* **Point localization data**
◆ ◆ ◆

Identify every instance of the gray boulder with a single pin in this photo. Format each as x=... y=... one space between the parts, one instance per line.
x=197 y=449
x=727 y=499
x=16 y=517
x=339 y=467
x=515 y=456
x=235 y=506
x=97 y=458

◆ ◆ ◆

* **Problem to work on**
A faithful retyping of every entry above is the task.

* **Task response**
Identify every instance of the gray boulder with a single pin in this photo. Format each as x=... y=... one space between the parts, one instance per line.
x=197 y=449
x=727 y=499
x=16 y=517
x=339 y=467
x=515 y=456
x=235 y=506
x=97 y=458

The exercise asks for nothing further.